:: Data section ::

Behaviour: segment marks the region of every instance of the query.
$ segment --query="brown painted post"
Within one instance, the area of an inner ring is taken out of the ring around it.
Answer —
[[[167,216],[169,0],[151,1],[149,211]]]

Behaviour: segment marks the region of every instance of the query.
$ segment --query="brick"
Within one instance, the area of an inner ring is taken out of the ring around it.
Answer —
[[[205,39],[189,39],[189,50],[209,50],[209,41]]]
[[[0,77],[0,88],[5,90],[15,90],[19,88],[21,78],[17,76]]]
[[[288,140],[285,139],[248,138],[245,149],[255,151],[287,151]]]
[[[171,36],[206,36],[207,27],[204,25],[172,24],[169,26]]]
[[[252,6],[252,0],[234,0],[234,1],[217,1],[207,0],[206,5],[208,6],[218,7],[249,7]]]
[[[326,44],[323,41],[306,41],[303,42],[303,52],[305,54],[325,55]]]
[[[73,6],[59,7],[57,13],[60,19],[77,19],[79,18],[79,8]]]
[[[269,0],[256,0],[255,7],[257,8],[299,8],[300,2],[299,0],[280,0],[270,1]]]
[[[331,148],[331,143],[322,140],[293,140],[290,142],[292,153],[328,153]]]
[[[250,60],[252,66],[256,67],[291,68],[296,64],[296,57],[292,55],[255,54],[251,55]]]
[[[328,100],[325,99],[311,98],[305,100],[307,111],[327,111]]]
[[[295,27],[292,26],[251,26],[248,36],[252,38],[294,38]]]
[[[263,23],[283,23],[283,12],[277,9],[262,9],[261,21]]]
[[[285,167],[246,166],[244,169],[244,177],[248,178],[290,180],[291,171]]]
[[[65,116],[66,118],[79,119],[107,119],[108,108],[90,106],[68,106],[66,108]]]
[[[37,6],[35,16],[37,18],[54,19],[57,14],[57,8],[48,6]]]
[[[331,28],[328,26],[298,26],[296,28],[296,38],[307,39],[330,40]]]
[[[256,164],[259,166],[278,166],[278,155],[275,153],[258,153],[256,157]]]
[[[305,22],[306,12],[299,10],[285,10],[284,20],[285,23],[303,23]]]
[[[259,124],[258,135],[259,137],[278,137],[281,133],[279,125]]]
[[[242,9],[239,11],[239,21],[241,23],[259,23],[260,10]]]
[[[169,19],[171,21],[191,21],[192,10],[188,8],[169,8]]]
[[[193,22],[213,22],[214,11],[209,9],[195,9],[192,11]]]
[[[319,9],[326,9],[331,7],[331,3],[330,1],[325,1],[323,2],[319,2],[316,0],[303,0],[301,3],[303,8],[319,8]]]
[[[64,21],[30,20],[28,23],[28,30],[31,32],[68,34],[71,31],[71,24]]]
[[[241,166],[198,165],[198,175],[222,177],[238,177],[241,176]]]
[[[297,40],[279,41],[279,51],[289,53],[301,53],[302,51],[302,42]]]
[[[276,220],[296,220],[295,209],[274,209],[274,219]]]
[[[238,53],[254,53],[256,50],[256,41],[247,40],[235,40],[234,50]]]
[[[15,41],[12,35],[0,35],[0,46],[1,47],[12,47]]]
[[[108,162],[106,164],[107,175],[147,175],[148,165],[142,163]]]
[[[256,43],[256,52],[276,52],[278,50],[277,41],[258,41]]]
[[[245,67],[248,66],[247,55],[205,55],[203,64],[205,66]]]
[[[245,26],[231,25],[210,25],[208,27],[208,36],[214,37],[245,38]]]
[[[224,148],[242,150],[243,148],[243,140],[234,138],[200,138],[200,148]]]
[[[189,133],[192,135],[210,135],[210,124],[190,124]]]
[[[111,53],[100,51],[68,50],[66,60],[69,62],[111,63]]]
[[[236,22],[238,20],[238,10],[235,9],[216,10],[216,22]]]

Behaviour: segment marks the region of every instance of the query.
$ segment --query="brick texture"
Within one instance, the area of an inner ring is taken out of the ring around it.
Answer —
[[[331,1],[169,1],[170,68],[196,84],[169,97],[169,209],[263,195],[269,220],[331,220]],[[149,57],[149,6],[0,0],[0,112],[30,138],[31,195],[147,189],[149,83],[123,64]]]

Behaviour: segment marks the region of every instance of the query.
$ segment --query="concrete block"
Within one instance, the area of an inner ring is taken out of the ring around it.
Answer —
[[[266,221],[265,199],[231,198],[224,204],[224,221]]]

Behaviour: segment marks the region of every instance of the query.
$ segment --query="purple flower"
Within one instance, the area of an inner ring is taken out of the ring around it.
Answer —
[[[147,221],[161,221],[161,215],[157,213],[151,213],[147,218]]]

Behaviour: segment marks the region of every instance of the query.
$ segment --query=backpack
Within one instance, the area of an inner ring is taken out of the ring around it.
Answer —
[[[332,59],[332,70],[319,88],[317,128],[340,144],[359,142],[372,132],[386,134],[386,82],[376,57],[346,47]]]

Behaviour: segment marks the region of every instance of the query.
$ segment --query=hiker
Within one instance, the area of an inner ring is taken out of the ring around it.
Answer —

:::

→ **Requirement**
Copy the entire listing above line for line, keeping every character unchanged.

→ **Exercise answer**
Behaviour: segment marks the region of every instance of the query.
$ segment --query="brown painted post"
Within one instance, the area of an inner ring is taken out of the ring around it.
Answer —
[[[167,216],[169,0],[151,1],[149,211]]]

Behaviour: segment marks the region of every instance of the query.
$ segment --query="brick"
Within one instance, the area of an inner ring is taken out of the ring around it.
Answer —
[[[205,39],[189,39],[189,50],[209,50],[209,41]]]
[[[0,77],[0,88],[5,90],[15,90],[19,88],[21,78],[17,76]]]
[[[288,140],[285,139],[248,138],[245,149],[255,151],[287,151]]]
[[[171,36],[206,36],[207,27],[204,25],[172,24],[169,26]]]
[[[252,6],[252,0],[234,0],[234,1],[217,1],[207,0],[206,5],[208,6],[218,7],[249,7]]]
[[[326,44],[323,41],[306,41],[303,42],[303,52],[305,54],[325,55]]]
[[[73,6],[59,7],[57,13],[60,19],[77,19],[79,18],[79,8]]]
[[[269,0],[256,0],[255,7],[257,8],[299,8],[300,2],[299,0],[280,0],[270,1]]]
[[[331,148],[331,143],[322,140],[293,140],[290,142],[292,153],[328,153]]]
[[[250,60],[252,66],[256,67],[291,68],[296,64],[296,57],[292,55],[255,54],[251,55]]]
[[[328,100],[325,99],[311,98],[305,100],[307,111],[327,111]]]
[[[295,27],[292,26],[251,26],[248,36],[252,38],[294,38]]]
[[[263,23],[283,23],[283,12],[277,9],[262,9],[261,21]]]
[[[285,167],[246,166],[244,169],[244,177],[248,178],[290,180],[291,171]]]
[[[65,116],[66,118],[79,119],[107,119],[108,108],[90,106],[68,106],[66,108]]]
[[[37,6],[35,16],[37,18],[54,19],[57,14],[57,8],[48,6]]]
[[[331,28],[328,26],[298,26],[296,28],[296,38],[307,39],[330,40]]]
[[[256,164],[259,166],[278,166],[278,155],[275,153],[258,153],[256,157]]]
[[[305,22],[306,12],[299,10],[285,10],[284,20],[285,23],[303,23]]]
[[[259,124],[258,135],[259,137],[278,137],[281,133],[279,125]]]
[[[242,9],[239,11],[239,21],[241,23],[259,23],[260,10]]]
[[[169,19],[171,21],[191,21],[192,10],[188,8],[169,8]]]
[[[193,22],[213,22],[214,11],[209,9],[195,9],[192,11]]]
[[[319,9],[326,9],[331,7],[331,3],[330,1],[325,1],[323,2],[319,2],[316,0],[303,0],[301,3],[303,8],[319,8]]]
[[[64,21],[30,20],[28,23],[28,30],[31,32],[68,34],[71,31],[71,24]]]
[[[241,166],[198,165],[198,175],[222,177],[238,177],[241,176]]]
[[[297,40],[279,41],[279,51],[289,53],[301,53],[302,51],[302,42]]]
[[[276,220],[296,220],[295,209],[274,209],[274,219]]]
[[[238,53],[254,53],[256,50],[256,41],[247,40],[235,40],[234,50]]]
[[[15,41],[12,35],[0,35],[0,46],[1,47],[12,47]]]
[[[108,162],[106,164],[107,175],[147,175],[148,165],[142,163]]]
[[[256,43],[256,52],[276,52],[278,50],[277,41],[258,41]]]
[[[245,67],[248,66],[247,55],[205,55],[203,64],[205,66]]]
[[[245,26],[231,25],[210,25],[208,27],[208,36],[214,37],[245,38]]]
[[[224,148],[242,150],[243,148],[243,140],[234,138],[200,138],[200,148]]]
[[[189,133],[192,135],[210,135],[210,124],[190,124]]]
[[[111,53],[100,51],[68,50],[66,60],[69,62],[111,63]]]
[[[236,22],[238,20],[238,10],[235,9],[216,10],[216,22]]]

Behaviour: segment marks the region of every instance of the query.
$ segment --query="brick texture"
Within one instance, the area of an inner ring is taken out of the ring around it.
Answer —
[[[331,1],[169,1],[170,68],[196,84],[169,97],[169,209],[263,195],[269,220],[331,220]],[[149,57],[149,6],[0,0],[0,112],[30,138],[31,195],[147,189],[149,83],[123,64]]]

Behaviour: segment marks the region of every instance of the query.
$ segment --query="concrete block"
Within one instance, the area of an inner ring is taken out of the ring around it.
Answer —
[[[266,221],[265,199],[231,198],[224,204],[224,221]]]

Behaviour: segment marks the region of every instance of the query.
$ segment --query="purple flower"
Within one instance, the area of an inner ring is taken out of the ring around it.
Answer —
[[[147,221],[161,221],[161,215],[157,213],[151,213],[147,218]]]

Behaviour: segment marks the region of every instance of the query.
$ segment --query=backpack
Within one instance, the area of an inner ring is taken out of the ring around it.
Answer —
[[[332,59],[332,70],[319,88],[317,128],[340,144],[359,142],[372,132],[386,134],[386,82],[376,57],[346,47]]]

Behaviour: segment marks the region of every instance of the query.
$ segment --query=hiker
Within one instance, the area of an inner ring is taken out of the ring around it.
Answer —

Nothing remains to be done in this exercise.